-- start --

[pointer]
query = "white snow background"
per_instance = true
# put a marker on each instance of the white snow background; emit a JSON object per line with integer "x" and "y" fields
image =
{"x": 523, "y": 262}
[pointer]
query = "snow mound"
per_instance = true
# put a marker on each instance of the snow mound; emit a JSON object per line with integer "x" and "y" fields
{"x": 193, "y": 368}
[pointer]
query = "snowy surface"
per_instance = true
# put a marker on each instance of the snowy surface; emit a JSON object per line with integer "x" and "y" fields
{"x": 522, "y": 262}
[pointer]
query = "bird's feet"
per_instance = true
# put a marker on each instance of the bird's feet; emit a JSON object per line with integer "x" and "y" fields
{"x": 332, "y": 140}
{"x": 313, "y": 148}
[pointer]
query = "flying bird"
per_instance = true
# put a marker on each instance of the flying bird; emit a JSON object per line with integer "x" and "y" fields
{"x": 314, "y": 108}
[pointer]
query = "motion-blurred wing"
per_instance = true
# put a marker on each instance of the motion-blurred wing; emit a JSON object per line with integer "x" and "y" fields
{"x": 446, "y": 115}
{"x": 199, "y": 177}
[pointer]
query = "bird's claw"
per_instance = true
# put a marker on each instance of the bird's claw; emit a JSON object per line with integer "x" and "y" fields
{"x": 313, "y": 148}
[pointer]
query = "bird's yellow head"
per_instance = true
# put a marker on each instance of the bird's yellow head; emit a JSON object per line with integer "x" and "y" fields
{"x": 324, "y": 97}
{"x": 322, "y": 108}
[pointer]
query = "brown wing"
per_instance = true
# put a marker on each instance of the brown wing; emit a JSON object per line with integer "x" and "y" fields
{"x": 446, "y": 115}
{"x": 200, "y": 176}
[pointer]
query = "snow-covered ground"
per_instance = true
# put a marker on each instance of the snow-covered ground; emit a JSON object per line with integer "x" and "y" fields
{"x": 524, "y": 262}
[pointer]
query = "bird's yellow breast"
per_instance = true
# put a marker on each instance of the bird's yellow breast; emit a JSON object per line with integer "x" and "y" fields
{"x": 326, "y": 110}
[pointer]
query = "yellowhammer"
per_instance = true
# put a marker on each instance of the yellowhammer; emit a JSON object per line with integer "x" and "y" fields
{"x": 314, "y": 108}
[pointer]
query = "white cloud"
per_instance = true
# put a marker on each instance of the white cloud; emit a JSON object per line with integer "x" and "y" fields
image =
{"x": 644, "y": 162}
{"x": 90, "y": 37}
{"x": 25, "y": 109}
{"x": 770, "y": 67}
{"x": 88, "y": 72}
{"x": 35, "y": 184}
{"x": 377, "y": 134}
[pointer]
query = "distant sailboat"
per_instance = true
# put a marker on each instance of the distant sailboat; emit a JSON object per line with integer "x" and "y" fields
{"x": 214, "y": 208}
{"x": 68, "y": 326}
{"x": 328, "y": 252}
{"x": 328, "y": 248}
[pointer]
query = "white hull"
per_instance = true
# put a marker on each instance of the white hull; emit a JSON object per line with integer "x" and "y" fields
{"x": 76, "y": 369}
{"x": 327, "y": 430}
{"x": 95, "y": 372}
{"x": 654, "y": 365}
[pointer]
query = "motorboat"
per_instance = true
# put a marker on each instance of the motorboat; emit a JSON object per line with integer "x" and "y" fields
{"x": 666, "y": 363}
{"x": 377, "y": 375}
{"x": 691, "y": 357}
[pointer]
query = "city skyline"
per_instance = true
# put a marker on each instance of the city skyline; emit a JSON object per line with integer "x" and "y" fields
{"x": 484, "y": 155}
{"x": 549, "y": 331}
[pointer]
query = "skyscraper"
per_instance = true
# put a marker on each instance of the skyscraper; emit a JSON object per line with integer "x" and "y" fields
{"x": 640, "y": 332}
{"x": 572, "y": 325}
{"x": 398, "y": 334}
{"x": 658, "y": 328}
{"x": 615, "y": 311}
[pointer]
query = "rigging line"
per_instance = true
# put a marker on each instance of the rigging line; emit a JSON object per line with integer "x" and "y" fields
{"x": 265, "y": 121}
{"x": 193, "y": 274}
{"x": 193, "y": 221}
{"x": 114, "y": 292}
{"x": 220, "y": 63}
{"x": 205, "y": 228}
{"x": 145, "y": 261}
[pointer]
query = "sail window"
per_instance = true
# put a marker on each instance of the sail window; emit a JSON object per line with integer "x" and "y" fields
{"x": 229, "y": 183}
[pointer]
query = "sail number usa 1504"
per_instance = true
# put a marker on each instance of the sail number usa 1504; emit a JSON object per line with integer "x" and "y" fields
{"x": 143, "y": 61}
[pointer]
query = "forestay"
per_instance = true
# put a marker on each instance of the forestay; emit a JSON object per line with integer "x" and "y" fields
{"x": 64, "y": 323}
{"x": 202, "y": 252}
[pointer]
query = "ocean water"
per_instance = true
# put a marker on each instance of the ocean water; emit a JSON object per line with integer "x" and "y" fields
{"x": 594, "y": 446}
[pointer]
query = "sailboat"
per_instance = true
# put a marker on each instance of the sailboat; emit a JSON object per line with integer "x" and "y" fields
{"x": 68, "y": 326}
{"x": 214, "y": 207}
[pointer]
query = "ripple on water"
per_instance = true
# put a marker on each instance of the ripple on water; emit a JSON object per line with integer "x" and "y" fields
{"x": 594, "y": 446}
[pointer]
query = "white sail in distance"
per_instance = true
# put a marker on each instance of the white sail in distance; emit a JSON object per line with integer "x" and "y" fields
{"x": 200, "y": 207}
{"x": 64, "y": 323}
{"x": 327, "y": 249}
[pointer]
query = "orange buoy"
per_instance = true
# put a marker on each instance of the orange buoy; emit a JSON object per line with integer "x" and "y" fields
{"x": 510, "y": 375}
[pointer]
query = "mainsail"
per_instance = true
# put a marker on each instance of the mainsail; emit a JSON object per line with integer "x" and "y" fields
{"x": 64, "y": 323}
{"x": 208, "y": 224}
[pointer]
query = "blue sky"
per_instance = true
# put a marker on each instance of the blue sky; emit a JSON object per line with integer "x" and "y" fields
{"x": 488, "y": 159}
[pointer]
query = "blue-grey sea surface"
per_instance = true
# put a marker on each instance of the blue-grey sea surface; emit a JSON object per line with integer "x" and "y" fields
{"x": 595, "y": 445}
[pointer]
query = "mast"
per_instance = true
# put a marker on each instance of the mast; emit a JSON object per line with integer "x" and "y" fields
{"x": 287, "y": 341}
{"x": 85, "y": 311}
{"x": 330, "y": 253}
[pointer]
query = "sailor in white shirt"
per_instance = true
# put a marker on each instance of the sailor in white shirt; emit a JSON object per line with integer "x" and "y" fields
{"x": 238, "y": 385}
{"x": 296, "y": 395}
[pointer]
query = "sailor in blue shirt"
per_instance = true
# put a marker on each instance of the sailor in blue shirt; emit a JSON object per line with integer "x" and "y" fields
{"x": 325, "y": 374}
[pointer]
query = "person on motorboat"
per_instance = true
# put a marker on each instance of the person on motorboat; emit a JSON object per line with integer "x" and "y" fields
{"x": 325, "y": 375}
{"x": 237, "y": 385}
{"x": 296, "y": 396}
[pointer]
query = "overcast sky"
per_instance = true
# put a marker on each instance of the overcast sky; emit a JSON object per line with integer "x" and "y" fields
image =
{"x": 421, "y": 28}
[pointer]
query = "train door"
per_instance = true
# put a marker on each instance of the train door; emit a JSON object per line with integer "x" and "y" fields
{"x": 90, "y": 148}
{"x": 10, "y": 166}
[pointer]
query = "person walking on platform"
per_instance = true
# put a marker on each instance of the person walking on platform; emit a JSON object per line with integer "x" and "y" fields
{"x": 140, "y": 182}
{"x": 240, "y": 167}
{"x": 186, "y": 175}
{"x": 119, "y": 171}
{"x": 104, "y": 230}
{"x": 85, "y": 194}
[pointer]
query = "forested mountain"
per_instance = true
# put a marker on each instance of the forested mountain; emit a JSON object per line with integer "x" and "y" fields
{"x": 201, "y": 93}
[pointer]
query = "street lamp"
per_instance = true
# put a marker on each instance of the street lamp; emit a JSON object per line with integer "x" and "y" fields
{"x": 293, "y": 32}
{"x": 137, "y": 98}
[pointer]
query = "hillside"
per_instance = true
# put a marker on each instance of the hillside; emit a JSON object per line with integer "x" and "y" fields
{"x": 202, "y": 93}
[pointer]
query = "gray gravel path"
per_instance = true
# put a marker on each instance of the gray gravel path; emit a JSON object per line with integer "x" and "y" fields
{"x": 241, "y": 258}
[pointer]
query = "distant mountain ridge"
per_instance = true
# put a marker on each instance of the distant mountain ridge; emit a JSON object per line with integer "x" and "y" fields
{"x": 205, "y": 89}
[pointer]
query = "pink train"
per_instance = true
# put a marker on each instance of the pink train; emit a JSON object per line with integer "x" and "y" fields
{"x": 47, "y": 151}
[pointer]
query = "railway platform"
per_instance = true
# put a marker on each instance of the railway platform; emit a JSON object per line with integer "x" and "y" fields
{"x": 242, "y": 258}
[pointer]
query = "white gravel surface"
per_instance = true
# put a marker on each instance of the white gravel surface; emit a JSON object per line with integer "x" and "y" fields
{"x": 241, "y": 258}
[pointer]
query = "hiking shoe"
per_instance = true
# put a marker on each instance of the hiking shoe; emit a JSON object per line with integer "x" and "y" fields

-- end --

* WHAT YOU SHOULD DO *
Pull out each line of the data above that contains the string "shirt", copying every such line in full.

* TASK SOLUTION *
query = "sailor in white shirt"
# put a marker on each instance of the sailor in white shirt; emit a JSON object per line with integer "x" and "y" fields
query = "sailor in blue shirt"
# put a marker on each instance of the sailor in blue shirt; emit a JSON object per line with integer "x" and "y" fields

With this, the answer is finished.